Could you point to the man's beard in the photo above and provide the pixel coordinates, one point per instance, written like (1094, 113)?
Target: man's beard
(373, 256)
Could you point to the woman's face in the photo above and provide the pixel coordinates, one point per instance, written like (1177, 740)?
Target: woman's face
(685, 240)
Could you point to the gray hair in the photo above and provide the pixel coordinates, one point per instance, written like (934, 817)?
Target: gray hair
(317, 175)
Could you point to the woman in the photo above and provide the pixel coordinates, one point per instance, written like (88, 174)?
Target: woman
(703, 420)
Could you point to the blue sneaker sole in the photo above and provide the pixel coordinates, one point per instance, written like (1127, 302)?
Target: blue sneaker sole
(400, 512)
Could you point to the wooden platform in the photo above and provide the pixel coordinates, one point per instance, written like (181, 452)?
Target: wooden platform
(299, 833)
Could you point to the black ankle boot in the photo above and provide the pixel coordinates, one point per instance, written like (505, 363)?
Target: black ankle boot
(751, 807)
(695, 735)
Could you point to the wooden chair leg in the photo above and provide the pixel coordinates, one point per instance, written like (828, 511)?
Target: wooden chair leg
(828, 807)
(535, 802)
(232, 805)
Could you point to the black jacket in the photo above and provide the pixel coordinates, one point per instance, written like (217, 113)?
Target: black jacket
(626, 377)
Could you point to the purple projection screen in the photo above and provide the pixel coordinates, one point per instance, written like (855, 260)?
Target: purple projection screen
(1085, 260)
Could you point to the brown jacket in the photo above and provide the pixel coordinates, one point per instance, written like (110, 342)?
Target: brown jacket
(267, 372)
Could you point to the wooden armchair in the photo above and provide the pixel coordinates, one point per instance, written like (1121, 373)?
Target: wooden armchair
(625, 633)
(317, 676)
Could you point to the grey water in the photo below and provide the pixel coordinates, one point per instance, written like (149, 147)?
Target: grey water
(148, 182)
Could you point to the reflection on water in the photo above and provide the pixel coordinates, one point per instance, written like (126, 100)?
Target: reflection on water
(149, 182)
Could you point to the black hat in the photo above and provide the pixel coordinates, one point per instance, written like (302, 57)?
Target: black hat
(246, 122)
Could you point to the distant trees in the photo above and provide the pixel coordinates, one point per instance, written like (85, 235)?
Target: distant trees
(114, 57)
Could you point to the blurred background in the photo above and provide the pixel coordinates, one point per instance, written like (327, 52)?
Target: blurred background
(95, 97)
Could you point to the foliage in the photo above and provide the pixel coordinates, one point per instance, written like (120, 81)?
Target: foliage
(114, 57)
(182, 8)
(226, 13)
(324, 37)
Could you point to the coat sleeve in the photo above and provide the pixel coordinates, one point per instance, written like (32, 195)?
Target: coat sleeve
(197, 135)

————

--- Work to complete ---
The expected output is an exact copy of all the records above.

--- Output for this task ---
Could you point to the man's beard in the photo above and provide the pixel coordinates, one point per instance, written like (1094, 113)?
Target: man's beard
(373, 256)
Could you point to the woman's face in the photo above and provide the pixel coordinates, one point per instance, written like (1177, 740)?
Target: woman's face
(685, 240)
Could you point to the gray hair in the photo above and provide the pixel coordinates, one point per instance, written like (934, 817)?
Target: gray hair
(317, 175)
Could you point to the woman in the photo above and provide the pixel coordinates, one point per instance, written like (88, 174)?
Target: woman
(703, 420)
Could you point to the blue sneaker sole in the photo above and provide the pixel coordinates, one point per instance, written like (1127, 302)?
Target: blue sneaker sole
(400, 512)
Could you point to the wooden platform in the photo above and provide the pixel coordinates, one point per instance, written like (181, 452)?
Target: wooden platform
(299, 833)
Could you point to the black ankle boot in the photo above and provide the pixel coordinates, one point per instance, written like (505, 363)?
Target: black ankle boot
(751, 807)
(695, 735)
Could you point to the wooden chair leg in the photo above and provide the pixel coordinates, one point per instance, written like (828, 511)?
Target: wooden chair leg
(828, 807)
(535, 802)
(232, 805)
Could you point to the black jacket in the photo above and provide the pixel coordinates, one point per instance, written like (217, 113)?
Target: black jacket
(626, 377)
Could you point to the purple projection screen in the photo above and provide the pixel coordinates, one point per instance, written like (855, 260)?
Target: purple projection screen
(1085, 260)
Could you point to the brown jacket in the photo above and provide the pixel coordinates, one point per instance, written like (110, 342)?
Target: brown jacket
(267, 372)
Could you point to the wooden armchair in the photo above and provide the pixel coordinates, one point per instance, written like (1121, 373)?
Target: wooden armchair
(625, 633)
(317, 676)
Could you point to the grey water in the photo below and provide the pixel coordinates, one point per instance, written like (149, 147)?
Target: grey water
(148, 182)
Could you point to the reflection on water in the photo above and provide the pixel coordinates, one point per instance, written like (126, 100)?
Target: reflection on water
(149, 182)
Could you point to the black hat in the photo above and provide the pixel coordinates, one point per instance, written like (302, 57)?
Target: black hat
(246, 122)
Could you point to the distant trees in the photo above and provide the pixel coordinates, one point per instance, written like (85, 235)?
Target: distant trees
(114, 57)
Could you point to the blurred background in the photo above and provide the pixel coordinates, one point per instance, written like (327, 52)?
Target: blurred background
(95, 97)
Could you point to the foliage in the photo above and provide the pixel coordinates, one point per instance, written like (120, 81)?
Target: foliage
(114, 57)
(182, 8)
(226, 13)
(324, 37)
Could you point to the coat sleeve in the photo above and provide the pixel coordinates, one point per instance, written like (32, 195)?
Target: coat sleeve
(197, 135)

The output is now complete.